■ BRIEF
Copy the lines from the one holding "# test: put a marker on the blue sea, one" through the last of the lines, inclusive, with "put a marker on" replaced by "place a point on" and nothing else changed. Leave the pictures out of your answer.

(Dataset excerpts on object pointing)
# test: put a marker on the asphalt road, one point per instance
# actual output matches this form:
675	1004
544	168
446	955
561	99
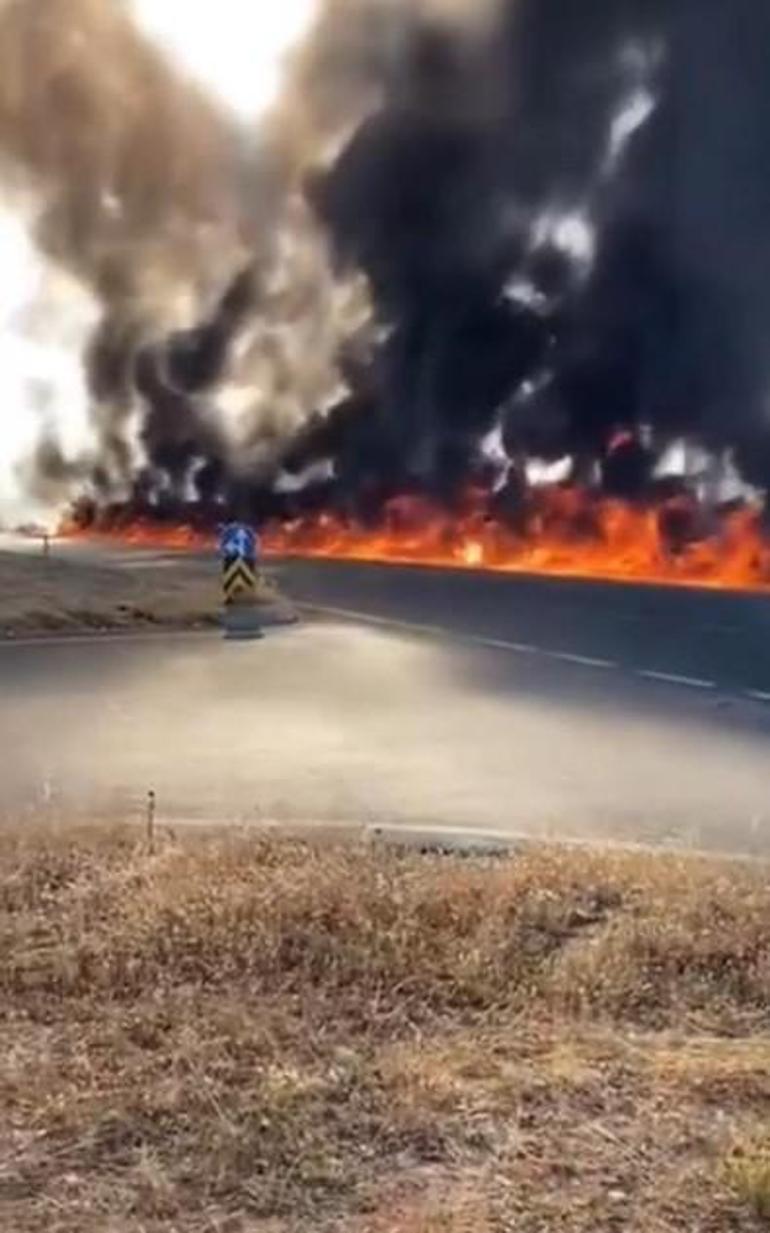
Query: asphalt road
520	708
707	639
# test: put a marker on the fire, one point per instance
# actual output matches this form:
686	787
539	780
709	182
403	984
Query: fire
568	534
564	532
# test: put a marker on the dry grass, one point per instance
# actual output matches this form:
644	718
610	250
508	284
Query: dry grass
236	1035
63	593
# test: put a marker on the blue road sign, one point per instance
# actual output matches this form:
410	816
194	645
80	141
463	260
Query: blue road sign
238	541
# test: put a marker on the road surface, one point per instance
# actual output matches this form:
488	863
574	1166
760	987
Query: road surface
528	715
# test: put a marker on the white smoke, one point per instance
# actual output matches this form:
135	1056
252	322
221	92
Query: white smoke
46	319
233	49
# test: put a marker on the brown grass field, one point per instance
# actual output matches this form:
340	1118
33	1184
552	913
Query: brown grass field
66	594
231	1033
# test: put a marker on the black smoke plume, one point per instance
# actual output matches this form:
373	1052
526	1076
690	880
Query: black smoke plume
564	225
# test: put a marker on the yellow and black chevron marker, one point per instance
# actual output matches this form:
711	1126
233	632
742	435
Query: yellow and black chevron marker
240	580
240	551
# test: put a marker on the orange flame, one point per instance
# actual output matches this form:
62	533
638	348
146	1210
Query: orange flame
569	534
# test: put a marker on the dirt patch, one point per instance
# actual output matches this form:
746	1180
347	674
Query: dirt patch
64	593
242	1035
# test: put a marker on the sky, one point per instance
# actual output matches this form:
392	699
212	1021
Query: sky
232	47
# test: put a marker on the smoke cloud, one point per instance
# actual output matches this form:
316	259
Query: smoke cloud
517	221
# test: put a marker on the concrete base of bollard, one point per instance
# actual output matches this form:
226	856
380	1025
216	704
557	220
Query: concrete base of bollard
242	624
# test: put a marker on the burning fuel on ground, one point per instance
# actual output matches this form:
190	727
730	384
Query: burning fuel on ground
485	285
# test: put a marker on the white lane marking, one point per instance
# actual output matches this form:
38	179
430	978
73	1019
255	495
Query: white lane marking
585	661
671	678
495	644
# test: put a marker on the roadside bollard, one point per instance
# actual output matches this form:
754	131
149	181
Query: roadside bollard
240	549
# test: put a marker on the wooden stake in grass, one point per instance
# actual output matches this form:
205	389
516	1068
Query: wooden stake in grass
151	820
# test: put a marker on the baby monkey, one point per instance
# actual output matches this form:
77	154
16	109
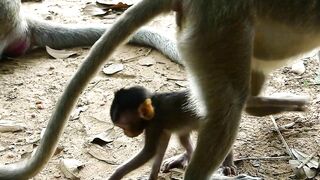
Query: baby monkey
136	110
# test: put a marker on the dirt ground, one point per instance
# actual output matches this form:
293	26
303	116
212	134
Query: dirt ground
31	85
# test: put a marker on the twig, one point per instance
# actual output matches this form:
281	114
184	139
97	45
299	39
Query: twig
281	137
264	158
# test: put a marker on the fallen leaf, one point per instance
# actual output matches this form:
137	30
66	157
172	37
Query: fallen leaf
76	113
298	67
182	83
147	61
59	54
115	4
305	166
70	168
100	154
10	126
112	69
103	138
94	10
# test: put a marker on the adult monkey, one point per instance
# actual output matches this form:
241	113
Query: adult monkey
19	33
216	40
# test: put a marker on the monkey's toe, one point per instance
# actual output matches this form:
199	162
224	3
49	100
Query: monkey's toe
229	170
180	161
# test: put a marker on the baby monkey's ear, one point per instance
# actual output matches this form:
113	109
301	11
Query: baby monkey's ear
146	110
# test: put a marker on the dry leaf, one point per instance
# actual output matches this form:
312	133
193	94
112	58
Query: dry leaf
114	5
94	10
301	169
76	113
10	126
59	54
103	138
99	153
112	69
298	67
70	168
147	61
182	83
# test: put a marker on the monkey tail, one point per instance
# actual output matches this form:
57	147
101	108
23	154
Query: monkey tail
165	45
129	22
60	36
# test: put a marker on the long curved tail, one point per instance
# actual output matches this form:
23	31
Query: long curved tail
129	22
60	36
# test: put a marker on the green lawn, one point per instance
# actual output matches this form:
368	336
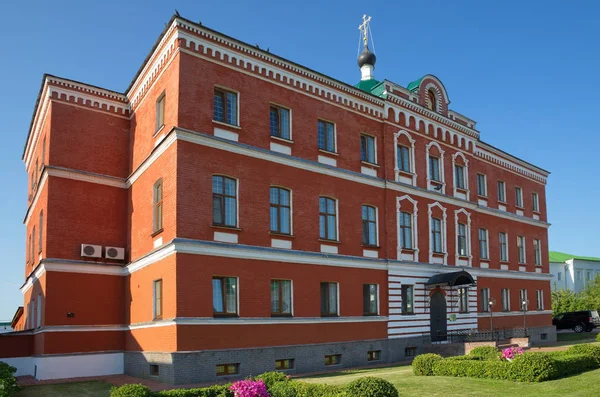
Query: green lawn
79	389
402	377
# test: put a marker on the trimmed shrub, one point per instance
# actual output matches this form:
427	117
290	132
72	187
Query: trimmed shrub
8	382
130	391
423	364
486	353
270	378
533	367
371	387
589	350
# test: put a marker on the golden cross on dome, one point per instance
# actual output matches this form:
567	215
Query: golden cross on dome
364	29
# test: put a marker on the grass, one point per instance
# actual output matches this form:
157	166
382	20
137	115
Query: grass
404	380
80	389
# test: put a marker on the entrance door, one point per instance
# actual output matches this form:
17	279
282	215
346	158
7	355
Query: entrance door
438	320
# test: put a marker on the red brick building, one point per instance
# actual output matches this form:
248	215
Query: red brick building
234	212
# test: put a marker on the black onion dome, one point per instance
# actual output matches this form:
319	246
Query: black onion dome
366	58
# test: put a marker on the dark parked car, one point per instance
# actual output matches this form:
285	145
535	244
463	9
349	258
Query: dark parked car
581	321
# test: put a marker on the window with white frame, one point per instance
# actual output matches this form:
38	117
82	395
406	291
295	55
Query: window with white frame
535	199
481	185
406	240
368	152
485	299
505	299
537	250
519	197
501	192
521	249
484	248
436	235
463	249
328	218
503	247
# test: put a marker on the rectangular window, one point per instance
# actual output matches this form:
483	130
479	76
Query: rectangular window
160	112
521	248
459	175
535	202
463	300
485	299
333	359
407	299
225	296
436	235
484	251
501	191
225	106
157	294
367	149
537	250
370	300
280	210
406	230
462	240
327	218
329	299
326	136
369	223
224	201
519	197
505	300
157	225
228	369
523	303
282	365
281	298
481	185
403	158
434	169
279	120
503	247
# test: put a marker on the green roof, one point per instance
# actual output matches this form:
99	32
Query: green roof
563	257
414	84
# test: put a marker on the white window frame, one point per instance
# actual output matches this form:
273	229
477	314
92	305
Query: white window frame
411	149
431	184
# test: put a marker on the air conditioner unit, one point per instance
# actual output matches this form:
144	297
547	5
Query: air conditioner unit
91	251
114	253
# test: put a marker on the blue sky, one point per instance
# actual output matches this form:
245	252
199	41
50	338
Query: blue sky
527	71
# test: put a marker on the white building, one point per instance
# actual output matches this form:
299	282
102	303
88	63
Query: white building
572	272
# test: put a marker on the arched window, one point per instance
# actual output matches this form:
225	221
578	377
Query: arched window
432	100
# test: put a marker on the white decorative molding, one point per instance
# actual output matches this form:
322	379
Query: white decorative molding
444	233
468	236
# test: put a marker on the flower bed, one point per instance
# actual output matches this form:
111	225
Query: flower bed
514	365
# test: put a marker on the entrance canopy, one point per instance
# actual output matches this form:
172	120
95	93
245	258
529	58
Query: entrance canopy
453	279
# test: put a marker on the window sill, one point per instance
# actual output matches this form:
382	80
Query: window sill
324	240
231	228
278	138
328	152
156	233
369	164
281	234
237	127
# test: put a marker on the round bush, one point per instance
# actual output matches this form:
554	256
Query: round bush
371	387
586	349
486	353
532	367
130	391
423	364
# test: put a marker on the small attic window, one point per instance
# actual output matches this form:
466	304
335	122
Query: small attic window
431	100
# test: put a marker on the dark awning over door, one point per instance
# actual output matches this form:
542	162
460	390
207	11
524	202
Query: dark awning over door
453	279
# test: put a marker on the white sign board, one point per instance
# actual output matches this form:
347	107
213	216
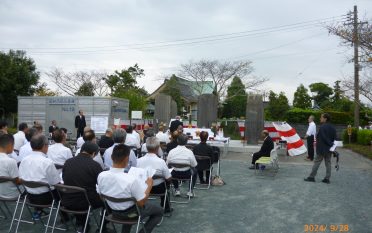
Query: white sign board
99	123
117	121
136	114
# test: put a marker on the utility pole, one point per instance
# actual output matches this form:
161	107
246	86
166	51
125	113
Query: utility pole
356	67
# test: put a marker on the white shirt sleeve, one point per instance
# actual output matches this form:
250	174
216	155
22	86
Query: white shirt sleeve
138	190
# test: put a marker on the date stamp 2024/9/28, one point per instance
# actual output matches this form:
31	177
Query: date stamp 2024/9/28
326	228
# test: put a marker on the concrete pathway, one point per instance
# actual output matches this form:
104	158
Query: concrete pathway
284	203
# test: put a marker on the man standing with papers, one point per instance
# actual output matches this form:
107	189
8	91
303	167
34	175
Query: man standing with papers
324	142
115	183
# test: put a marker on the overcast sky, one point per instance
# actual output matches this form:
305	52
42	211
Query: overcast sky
112	35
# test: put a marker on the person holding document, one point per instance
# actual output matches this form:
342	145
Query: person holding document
137	183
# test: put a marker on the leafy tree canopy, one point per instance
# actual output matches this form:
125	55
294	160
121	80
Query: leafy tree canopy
18	77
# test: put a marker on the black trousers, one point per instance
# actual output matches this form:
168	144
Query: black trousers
184	175
257	156
83	205
159	189
310	146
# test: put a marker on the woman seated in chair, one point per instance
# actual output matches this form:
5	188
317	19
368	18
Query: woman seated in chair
203	149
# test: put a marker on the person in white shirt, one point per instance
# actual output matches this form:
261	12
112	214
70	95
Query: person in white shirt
26	149
310	135
36	167
131	139
90	136
151	160
163	137
20	136
119	136
116	183
134	125
8	167
182	155
80	141
57	152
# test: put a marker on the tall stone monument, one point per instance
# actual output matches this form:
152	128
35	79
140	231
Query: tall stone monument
207	110
165	108
254	120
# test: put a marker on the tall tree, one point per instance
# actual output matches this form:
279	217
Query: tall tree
70	83
278	106
236	100
86	89
322	93
221	74
18	77
123	84
301	98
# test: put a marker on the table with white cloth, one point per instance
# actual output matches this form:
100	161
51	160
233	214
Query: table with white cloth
218	141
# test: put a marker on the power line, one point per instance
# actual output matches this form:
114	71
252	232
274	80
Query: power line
188	41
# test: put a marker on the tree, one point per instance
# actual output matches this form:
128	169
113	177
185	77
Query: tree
125	79
172	89
18	77
123	84
220	73
43	90
278	106
301	98
236	100
323	93
86	89
70	83
346	33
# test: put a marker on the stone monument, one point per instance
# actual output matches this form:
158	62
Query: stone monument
254	120
207	110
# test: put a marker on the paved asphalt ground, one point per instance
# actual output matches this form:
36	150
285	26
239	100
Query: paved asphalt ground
283	203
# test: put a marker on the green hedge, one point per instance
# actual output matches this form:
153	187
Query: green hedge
354	136
364	137
297	115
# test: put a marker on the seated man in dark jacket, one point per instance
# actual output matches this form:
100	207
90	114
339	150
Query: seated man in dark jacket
203	149
82	171
265	150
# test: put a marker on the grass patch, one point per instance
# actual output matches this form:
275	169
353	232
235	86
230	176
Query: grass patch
360	149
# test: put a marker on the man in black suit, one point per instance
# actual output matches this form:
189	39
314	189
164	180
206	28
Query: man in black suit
324	141
265	150
203	149
80	124
52	127
174	124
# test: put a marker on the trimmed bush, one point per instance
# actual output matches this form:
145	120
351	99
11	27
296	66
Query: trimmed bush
297	115
364	137
354	136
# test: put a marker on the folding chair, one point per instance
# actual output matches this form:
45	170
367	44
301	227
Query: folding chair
58	166
201	161
216	159
17	200
34	184
165	194
65	189
176	165
129	221
272	160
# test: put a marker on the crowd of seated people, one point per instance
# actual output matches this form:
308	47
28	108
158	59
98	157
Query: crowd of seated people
108	173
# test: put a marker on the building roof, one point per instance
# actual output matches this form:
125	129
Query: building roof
190	90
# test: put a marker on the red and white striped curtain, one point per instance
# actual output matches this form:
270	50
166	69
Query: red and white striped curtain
295	145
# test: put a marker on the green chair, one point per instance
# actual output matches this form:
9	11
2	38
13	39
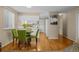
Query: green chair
22	38
14	34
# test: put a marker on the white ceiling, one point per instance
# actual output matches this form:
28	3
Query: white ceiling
24	9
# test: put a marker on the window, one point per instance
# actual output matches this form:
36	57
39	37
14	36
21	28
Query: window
9	18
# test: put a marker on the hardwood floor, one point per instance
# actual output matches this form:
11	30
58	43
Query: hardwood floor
44	44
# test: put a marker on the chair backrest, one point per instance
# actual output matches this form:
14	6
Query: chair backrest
14	32
37	33
22	35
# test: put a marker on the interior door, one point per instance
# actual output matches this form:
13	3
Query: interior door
42	25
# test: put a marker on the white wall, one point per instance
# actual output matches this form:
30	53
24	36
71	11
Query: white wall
51	30
71	24
5	34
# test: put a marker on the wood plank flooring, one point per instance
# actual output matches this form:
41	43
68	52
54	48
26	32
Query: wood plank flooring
44	44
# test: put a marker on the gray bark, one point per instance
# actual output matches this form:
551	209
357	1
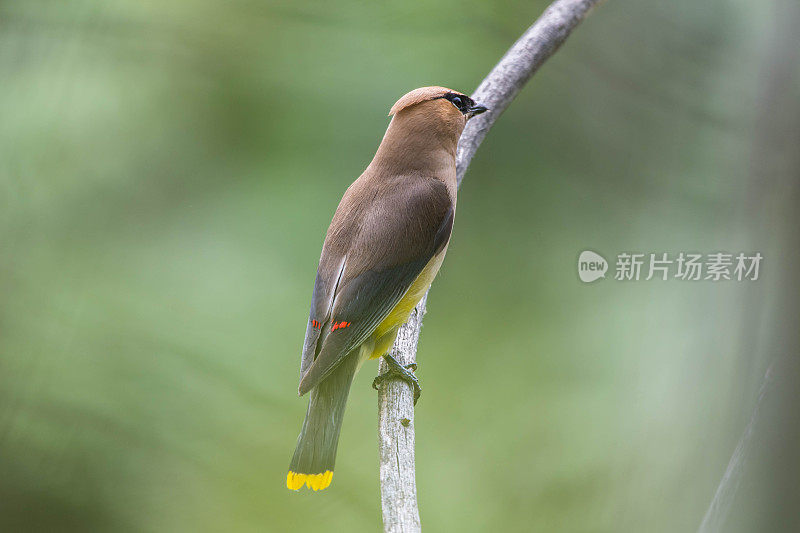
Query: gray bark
395	399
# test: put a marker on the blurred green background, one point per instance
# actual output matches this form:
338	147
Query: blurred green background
167	172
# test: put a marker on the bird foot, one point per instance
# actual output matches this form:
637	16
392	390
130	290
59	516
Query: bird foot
396	370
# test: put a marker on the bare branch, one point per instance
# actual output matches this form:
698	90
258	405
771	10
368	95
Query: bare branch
395	399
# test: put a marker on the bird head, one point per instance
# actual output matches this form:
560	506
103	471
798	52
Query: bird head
433	115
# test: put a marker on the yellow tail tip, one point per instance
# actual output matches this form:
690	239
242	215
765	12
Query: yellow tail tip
295	481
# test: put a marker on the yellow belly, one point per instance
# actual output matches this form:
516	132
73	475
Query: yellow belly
386	332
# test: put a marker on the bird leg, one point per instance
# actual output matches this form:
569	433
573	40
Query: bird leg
396	370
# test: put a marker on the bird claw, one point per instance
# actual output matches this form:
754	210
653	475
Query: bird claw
403	372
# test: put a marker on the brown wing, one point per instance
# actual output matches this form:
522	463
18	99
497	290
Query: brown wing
383	236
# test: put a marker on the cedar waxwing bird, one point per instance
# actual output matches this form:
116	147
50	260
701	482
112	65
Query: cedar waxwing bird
383	248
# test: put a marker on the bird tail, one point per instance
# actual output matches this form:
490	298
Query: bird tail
315	455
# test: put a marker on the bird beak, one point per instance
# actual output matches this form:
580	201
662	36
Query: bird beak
477	110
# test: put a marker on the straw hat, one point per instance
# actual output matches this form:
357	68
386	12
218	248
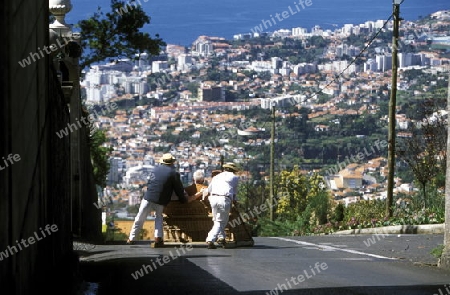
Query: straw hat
231	166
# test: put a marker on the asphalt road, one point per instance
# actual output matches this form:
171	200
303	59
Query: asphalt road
333	264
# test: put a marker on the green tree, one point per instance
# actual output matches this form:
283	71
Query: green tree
116	34
99	156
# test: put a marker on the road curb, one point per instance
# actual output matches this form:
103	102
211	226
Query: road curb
397	229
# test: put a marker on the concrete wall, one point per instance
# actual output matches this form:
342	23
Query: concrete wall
35	201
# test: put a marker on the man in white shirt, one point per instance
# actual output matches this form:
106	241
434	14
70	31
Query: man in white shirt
222	192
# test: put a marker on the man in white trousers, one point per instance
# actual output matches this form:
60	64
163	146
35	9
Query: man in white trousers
222	193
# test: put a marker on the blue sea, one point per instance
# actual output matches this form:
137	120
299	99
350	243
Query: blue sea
181	22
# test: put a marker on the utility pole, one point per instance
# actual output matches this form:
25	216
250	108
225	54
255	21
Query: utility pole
392	110
272	159
445	258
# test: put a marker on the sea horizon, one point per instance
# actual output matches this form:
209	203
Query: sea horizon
181	24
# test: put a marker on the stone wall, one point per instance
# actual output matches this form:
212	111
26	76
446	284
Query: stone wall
35	205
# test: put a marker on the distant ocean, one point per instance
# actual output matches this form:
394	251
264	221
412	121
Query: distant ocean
182	21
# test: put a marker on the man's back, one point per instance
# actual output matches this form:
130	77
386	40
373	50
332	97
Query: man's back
163	181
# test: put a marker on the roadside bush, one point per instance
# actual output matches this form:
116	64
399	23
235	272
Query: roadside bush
365	214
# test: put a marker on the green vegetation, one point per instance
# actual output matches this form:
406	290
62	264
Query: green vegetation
112	35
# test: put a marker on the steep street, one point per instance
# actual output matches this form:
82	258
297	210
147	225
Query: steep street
330	264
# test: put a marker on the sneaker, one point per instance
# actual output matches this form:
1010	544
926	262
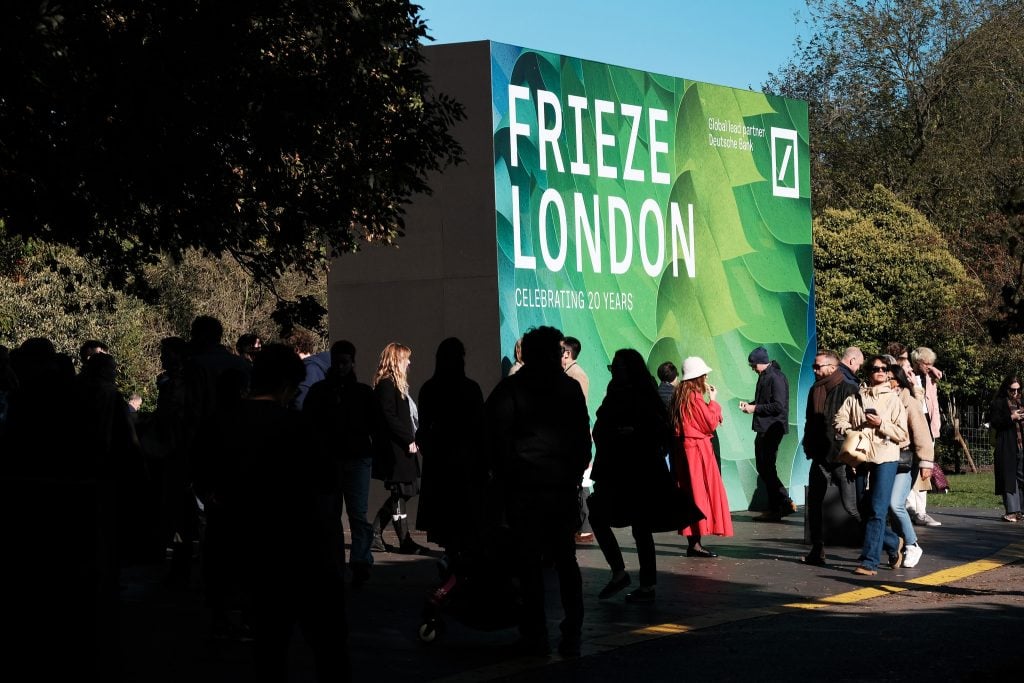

■ SOLUTION TO THIS PROBLEM
# test: place a point on the blue sea, one point per instance
# actual output matches this form:
137	120
299	99
350	243
Query: blue sea
181	22
# test: place a point on the utility pole, one point per instance
# actual output matches this form:
25	216
250	108
225	54
255	21
Query: utility pole
392	110
272	159
445	258
# test: place a point on the sea horizon, one point per instance
# actual output matches this form:
209	203
Query: sea horizon
181	24
# test: place a point on the stone wall, one point per instance
# actual output matches this form:
212	111
26	76
446	284
Query: stone wall
35	205
# test: place a point on the distant ocean, one point per instance
# actual output matches this form:
394	251
264	221
412	121
Query: distant ocean
182	21
# test: place a point on the man's back, one point per instance
# actual output matches this form:
130	77
386	40
373	50
332	97
Query: man's back
163	181
# test: place a point on the roadside bush, one point per instance
# actual output matches this form:
116	64
399	23
235	272
Query: roadside bush
365	214
# test: place a point on the green vegetation, one point per instance
# actual output matches this form:
406	290
62	264
Query: green vegetation
112	35
# test: place a point on the steep street, one point per instance
# actual output matches this form:
82	258
297	210
147	225
Query: steep street
330	264
# test: place a point on the sneaker, one point per instance
# actual output matches this form:
1010	544
926	262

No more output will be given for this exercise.